Task
Give every line of the data again, exactly as it is written.

Data for this task
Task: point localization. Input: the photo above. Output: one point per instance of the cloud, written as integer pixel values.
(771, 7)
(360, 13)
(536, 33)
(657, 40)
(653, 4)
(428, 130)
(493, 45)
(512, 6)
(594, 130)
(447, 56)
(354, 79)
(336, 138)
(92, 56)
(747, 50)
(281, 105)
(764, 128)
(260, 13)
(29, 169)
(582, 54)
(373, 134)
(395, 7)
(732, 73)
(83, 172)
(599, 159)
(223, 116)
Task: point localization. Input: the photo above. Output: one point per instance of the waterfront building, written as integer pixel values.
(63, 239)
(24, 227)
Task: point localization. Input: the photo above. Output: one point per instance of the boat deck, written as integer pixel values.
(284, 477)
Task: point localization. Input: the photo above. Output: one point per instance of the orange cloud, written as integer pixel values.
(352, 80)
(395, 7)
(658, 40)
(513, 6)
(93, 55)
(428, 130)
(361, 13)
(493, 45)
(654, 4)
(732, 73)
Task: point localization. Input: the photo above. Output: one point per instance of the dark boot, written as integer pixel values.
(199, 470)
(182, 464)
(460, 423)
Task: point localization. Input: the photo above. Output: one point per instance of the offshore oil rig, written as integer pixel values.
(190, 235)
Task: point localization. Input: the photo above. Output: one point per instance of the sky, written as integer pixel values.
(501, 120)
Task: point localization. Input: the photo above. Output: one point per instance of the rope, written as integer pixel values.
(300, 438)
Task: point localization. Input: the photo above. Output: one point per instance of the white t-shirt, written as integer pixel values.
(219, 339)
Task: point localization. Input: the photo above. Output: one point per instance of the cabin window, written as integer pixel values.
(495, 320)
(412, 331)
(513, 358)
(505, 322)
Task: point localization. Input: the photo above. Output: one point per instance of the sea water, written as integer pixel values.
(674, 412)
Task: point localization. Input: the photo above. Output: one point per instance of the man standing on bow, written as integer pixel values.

Response to this exercise
Task: point localization. Input: the photo above. Output: one point per instance of the cloud, written as integer pixel values.
(771, 7)
(360, 13)
(536, 33)
(657, 40)
(653, 4)
(428, 130)
(493, 45)
(512, 6)
(594, 130)
(447, 56)
(354, 79)
(336, 138)
(92, 56)
(747, 50)
(281, 105)
(764, 128)
(260, 13)
(29, 169)
(582, 54)
(373, 134)
(395, 7)
(732, 73)
(83, 172)
(599, 159)
(223, 116)
Task: point localization. Input: the photo above. Output: one point per instance of the waterfront building, written as integer pixel values.
(63, 239)
(24, 227)
Task: point localization. Input: the photo above. Output: one point per instance of the boat deck, written as integer pixel values.
(284, 477)
Task: point localization. Input: the photo above. Output: one point per instance of the orange cloud, written as integer pixel values.
(352, 80)
(395, 7)
(658, 40)
(513, 6)
(93, 55)
(428, 130)
(361, 13)
(493, 45)
(654, 4)
(732, 73)
Task: point localization. Input: the photo above. Output: one point per instance of the dark boot, written as integer pixel values.
(199, 470)
(182, 464)
(460, 423)
Task: point localization. Input: the photo above. Output: one point per instance of the offshore oil rig, written as integer pixel values.
(190, 235)
Task: point localization. Input: the photo above. Output: one point per instance of the sky, written as integer pixel values.
(501, 120)
Task: point localization. Input: the photo above. Output: one point per instance of the rope, written as integer pixel values.
(300, 438)
Task: point localization. Input: the photo above. Output: one point per instance of the white t-shirt, written as integer pixel values.
(219, 339)
Task: point localization. Input: the photo above. Output: one point per instance of the cabin window, written as integer pixel values.
(495, 320)
(412, 331)
(513, 358)
(505, 322)
Task: point localization. Input: the photo above. Output: one point per instance of the sea water, written as integer pixel values.
(674, 412)
Task: point localization. Input: the photo above. Output: one point per instance of the man standing on bow, written as integer pixel values.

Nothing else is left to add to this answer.